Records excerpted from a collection
-*-*-
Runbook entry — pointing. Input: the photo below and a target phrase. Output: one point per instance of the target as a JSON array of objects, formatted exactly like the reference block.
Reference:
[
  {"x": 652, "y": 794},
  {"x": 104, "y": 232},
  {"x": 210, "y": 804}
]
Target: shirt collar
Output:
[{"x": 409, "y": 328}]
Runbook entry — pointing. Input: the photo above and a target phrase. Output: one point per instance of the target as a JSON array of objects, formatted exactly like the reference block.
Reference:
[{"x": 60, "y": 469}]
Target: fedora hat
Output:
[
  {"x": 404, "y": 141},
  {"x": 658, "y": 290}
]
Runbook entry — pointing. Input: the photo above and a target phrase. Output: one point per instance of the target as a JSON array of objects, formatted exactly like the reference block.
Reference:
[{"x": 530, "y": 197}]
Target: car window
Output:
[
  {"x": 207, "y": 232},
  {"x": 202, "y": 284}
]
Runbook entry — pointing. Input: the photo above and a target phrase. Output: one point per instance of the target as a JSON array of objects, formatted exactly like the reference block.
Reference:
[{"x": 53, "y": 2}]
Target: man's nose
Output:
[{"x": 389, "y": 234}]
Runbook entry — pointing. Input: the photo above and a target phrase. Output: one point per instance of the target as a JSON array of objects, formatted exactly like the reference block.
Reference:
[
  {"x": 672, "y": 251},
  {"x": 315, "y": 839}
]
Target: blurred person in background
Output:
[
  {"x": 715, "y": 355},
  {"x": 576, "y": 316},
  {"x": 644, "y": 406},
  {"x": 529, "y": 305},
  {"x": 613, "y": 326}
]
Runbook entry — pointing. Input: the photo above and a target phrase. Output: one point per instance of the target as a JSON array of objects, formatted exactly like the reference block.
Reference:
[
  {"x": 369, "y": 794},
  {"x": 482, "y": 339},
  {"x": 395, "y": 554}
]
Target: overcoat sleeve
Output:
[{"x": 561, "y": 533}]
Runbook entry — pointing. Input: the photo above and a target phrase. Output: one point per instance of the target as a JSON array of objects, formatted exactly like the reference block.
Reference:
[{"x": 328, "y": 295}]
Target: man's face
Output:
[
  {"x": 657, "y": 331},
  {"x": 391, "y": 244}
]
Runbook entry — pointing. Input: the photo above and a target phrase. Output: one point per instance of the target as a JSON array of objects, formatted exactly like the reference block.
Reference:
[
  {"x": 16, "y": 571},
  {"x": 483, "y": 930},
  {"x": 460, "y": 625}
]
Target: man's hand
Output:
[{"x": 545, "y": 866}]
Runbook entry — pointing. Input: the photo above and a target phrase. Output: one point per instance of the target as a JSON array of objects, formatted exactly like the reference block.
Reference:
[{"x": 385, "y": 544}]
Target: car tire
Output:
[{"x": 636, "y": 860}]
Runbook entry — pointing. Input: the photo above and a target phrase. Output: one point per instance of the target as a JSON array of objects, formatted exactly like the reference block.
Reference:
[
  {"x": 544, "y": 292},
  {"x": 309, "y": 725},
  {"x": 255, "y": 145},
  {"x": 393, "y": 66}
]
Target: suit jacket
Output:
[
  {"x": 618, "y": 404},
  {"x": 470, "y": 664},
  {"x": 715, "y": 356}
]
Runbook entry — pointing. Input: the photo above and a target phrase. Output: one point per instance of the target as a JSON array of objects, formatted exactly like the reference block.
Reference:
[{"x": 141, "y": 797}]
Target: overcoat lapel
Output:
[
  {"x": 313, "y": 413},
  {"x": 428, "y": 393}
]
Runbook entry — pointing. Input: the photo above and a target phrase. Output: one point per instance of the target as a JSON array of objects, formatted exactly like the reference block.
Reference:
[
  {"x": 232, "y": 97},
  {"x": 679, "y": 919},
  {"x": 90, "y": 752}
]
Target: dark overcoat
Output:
-*-*-
Exercise brief: Copy the material above back out, exactly as written.

Written answer:
Runbook entry — pointing. Input: the photo below and a target phrase. Output: one point per instance of the target as a JSON array of objects, formatted exactly like the reference block.
Reference:
[
  {"x": 652, "y": 794},
  {"x": 104, "y": 232},
  {"x": 210, "y": 804}
]
Target: shirt collar
Output:
[{"x": 409, "y": 328}]
Runbook entry — pointing. Input: the photo above and a target phrase. Output: one point per instance of the target as a JSON array of objects, formatted exactly like the reference block.
Reference:
[{"x": 60, "y": 469}]
Target: fedora hat
Output:
[
  {"x": 404, "y": 141},
  {"x": 658, "y": 290}
]
Runbook entry — pointing. Input: the photo above and a target phrase. Output: one point per instance of the target as a JSON array of objects, formatted exactly like the reference block.
Reference:
[{"x": 530, "y": 197}]
Target: car window
Output:
[
  {"x": 207, "y": 232},
  {"x": 202, "y": 284}
]
Runbook entry — pointing. Input: the photo above and a target phrase. Output: one point per instance of the target as a JSON array of objects, formatted exactly like the reference block.
Reference:
[{"x": 53, "y": 2}]
Target: man's nose
Output:
[{"x": 389, "y": 234}]
Runbook entry — pointing. Input: the photo above and a target phrase. Output: one point per instance of the target as a JSON array of objects, formatted exactly like the reference block.
Reference:
[
  {"x": 672, "y": 251},
  {"x": 315, "y": 839}
]
Target: blurred person in background
Output:
[
  {"x": 715, "y": 355},
  {"x": 576, "y": 316},
  {"x": 644, "y": 406},
  {"x": 529, "y": 305},
  {"x": 613, "y": 326}
]
Runbook entry — pointing. Input: the photo above and a target phrase. Output: one point per instance of the target as a JSON array of objects, formatted exactly like the reference block.
Reference:
[
  {"x": 369, "y": 794},
  {"x": 482, "y": 339},
  {"x": 395, "y": 554}
]
Target: overcoat sleeve
Output:
[{"x": 561, "y": 533}]
Runbook entry — pointing. Input: the photo above and a target phrase. Output: one point per instance of the target as a JSON array of objects, formatted exactly like the reference block.
Reference:
[{"x": 328, "y": 295}]
Target: man's face
Output:
[
  {"x": 657, "y": 331},
  {"x": 391, "y": 244}
]
Runbook entry — pointing. Input: the photo above and a target phrase. Output: one point per instance of the target as a JSON array of objects, formatted exactly like the reference block.
Reference:
[
  {"x": 16, "y": 571},
  {"x": 483, "y": 930},
  {"x": 460, "y": 625}
]
Target: man's hand
Output:
[{"x": 545, "y": 866}]
Runbook entry — pointing. Input: the photo above and a target phrase. Output: one point per instance of the target as a JSON array of objects, formatted exactly like the reference block.
Reference:
[{"x": 385, "y": 544}]
Target: car tire
Output:
[{"x": 636, "y": 860}]
Runbook entry — pointing. Input: the photo above and a target phrase. Output: one point per instance of the target as a JSON array of objects, formatted exactly like the reference block.
Reference:
[
  {"x": 544, "y": 292},
  {"x": 309, "y": 725},
  {"x": 255, "y": 145},
  {"x": 393, "y": 66}
]
Target: suit jacket
Output:
[
  {"x": 618, "y": 404},
  {"x": 470, "y": 664},
  {"x": 715, "y": 356}
]
Runbook entry — pointing. Input: the photo above and a target phrase. Output: one point per instance of the target as a JSON array of objects, formatted exactly like the reference block.
Reference:
[{"x": 141, "y": 797}]
Target: overcoat lapel
Output:
[
  {"x": 313, "y": 413},
  {"x": 428, "y": 393}
]
Runbook entry — pointing. Input: the photo above and a target phrase. Output: one point per instance of the target as a JSON array of objects, formatted exactly like the reference block.
Reference:
[
  {"x": 232, "y": 97},
  {"x": 679, "y": 919},
  {"x": 90, "y": 752}
]
Target: dark overcoat
Output:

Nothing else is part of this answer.